### EXERCISE INPUTS
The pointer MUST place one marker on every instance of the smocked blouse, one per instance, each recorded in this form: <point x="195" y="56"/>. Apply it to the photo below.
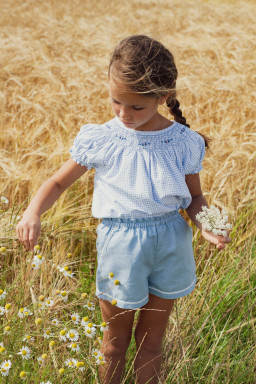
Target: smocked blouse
<point x="138" y="173"/>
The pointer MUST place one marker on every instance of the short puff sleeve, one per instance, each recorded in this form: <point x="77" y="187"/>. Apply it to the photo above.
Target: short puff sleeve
<point x="193" y="152"/>
<point x="87" y="147"/>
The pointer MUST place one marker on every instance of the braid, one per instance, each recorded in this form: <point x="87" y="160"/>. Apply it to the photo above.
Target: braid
<point x="174" y="107"/>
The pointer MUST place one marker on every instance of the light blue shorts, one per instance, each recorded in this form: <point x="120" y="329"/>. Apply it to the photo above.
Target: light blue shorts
<point x="146" y="255"/>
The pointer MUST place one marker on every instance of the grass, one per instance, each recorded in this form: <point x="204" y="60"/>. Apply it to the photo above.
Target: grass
<point x="54" y="61"/>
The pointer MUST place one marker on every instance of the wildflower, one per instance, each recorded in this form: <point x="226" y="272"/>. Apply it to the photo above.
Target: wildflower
<point x="63" y="335"/>
<point x="28" y="338"/>
<point x="90" y="306"/>
<point x="4" y="200"/>
<point x="63" y="295"/>
<point x="73" y="335"/>
<point x="49" y="302"/>
<point x="8" y="307"/>
<point x="2" y="311"/>
<point x="61" y="371"/>
<point x="37" y="248"/>
<point x="74" y="347"/>
<point x="55" y="322"/>
<point x="85" y="321"/>
<point x="25" y="352"/>
<point x="47" y="334"/>
<point x="75" y="318"/>
<point x="101" y="360"/>
<point x="23" y="374"/>
<point x="7" y="330"/>
<point x="2" y="294"/>
<point x="71" y="362"/>
<point x="6" y="364"/>
<point x="90" y="332"/>
<point x="213" y="220"/>
<point x="23" y="312"/>
<point x="38" y="259"/>
<point x="104" y="326"/>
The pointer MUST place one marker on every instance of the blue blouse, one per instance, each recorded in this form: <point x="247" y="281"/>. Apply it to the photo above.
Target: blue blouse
<point x="138" y="173"/>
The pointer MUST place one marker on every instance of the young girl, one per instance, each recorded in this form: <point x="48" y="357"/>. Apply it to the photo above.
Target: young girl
<point x="147" y="168"/>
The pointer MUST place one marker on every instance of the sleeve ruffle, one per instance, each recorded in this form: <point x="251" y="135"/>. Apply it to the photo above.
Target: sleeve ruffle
<point x="193" y="152"/>
<point x="87" y="147"/>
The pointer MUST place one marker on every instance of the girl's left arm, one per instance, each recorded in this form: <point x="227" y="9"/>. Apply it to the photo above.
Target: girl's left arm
<point x="198" y="200"/>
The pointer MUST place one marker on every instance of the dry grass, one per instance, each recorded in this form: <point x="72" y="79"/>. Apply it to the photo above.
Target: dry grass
<point x="54" y="62"/>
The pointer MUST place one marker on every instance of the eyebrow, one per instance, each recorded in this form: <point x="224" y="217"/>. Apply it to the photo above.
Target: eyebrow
<point x="135" y="105"/>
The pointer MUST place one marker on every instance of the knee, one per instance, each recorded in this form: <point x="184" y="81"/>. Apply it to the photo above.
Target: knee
<point x="149" y="342"/>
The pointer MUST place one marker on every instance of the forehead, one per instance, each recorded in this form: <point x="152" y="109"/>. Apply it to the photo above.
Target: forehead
<point x="125" y="96"/>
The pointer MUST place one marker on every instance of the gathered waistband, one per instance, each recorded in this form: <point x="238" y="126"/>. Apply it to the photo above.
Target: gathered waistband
<point x="141" y="222"/>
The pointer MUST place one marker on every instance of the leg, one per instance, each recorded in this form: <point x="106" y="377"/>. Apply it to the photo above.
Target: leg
<point x="149" y="332"/>
<point x="115" y="341"/>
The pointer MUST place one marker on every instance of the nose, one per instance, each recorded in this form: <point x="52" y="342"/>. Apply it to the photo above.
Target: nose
<point x="124" y="113"/>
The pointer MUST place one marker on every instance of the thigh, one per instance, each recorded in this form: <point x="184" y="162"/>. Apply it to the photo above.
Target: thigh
<point x="120" y="322"/>
<point x="153" y="317"/>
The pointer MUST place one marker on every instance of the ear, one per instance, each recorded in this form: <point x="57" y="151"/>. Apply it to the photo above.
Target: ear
<point x="163" y="99"/>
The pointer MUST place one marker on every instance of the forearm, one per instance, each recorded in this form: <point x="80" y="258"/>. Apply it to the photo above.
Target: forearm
<point x="194" y="208"/>
<point x="44" y="198"/>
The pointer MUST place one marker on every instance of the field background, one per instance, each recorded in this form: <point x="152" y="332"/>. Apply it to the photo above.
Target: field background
<point x="54" y="61"/>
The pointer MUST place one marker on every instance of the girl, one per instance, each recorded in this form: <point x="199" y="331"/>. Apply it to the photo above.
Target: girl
<point x="147" y="168"/>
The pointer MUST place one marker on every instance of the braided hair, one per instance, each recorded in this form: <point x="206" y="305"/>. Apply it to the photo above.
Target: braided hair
<point x="145" y="66"/>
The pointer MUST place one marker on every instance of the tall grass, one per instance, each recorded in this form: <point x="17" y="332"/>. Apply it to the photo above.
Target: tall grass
<point x="53" y="79"/>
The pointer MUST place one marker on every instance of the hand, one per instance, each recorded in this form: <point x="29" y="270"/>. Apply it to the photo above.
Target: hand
<point x="220" y="241"/>
<point x="28" y="230"/>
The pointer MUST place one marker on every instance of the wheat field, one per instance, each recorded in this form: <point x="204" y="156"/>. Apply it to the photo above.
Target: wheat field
<point x="54" y="62"/>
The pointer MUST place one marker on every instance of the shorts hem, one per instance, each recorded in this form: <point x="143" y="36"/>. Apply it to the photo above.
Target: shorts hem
<point x="173" y="295"/>
<point x="121" y="303"/>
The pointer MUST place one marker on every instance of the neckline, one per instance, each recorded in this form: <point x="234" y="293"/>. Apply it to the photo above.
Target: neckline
<point x="143" y="133"/>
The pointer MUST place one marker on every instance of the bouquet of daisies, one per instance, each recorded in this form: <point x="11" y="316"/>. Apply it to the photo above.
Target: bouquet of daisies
<point x="213" y="220"/>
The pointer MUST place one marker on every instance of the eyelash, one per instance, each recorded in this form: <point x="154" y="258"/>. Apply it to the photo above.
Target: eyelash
<point x="136" y="109"/>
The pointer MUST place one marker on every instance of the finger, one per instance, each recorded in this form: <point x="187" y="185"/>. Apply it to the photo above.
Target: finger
<point x="26" y="237"/>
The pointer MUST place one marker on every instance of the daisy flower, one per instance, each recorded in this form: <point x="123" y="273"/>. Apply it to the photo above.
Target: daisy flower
<point x="90" y="306"/>
<point x="28" y="338"/>
<point x="55" y="322"/>
<point x="63" y="335"/>
<point x="49" y="302"/>
<point x="85" y="321"/>
<point x="90" y="332"/>
<point x="25" y="353"/>
<point x="71" y="362"/>
<point x="101" y="360"/>
<point x="6" y="364"/>
<point x="47" y="334"/>
<point x="75" y="317"/>
<point x="23" y="312"/>
<point x="2" y="311"/>
<point x="63" y="295"/>
<point x="73" y="335"/>
<point x="4" y="200"/>
<point x="4" y="371"/>
<point x="104" y="326"/>
<point x="74" y="347"/>
<point x="2" y="294"/>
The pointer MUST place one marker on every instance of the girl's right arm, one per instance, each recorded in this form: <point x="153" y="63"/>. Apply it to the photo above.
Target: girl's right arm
<point x="29" y="227"/>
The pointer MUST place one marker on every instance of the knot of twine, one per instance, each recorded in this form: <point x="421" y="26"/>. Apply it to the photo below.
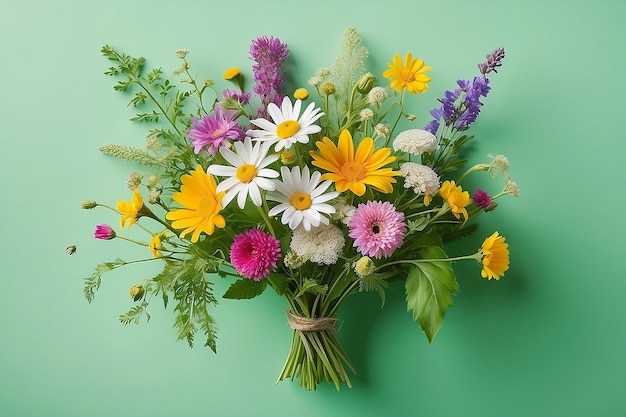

### EXERCISE DIRECTIONS
Count the lines among the items above that contain the word "young", treating uppercase and lowercase as different, and reply with the number alone.

### RESPONSE TO THE EXERCISE
2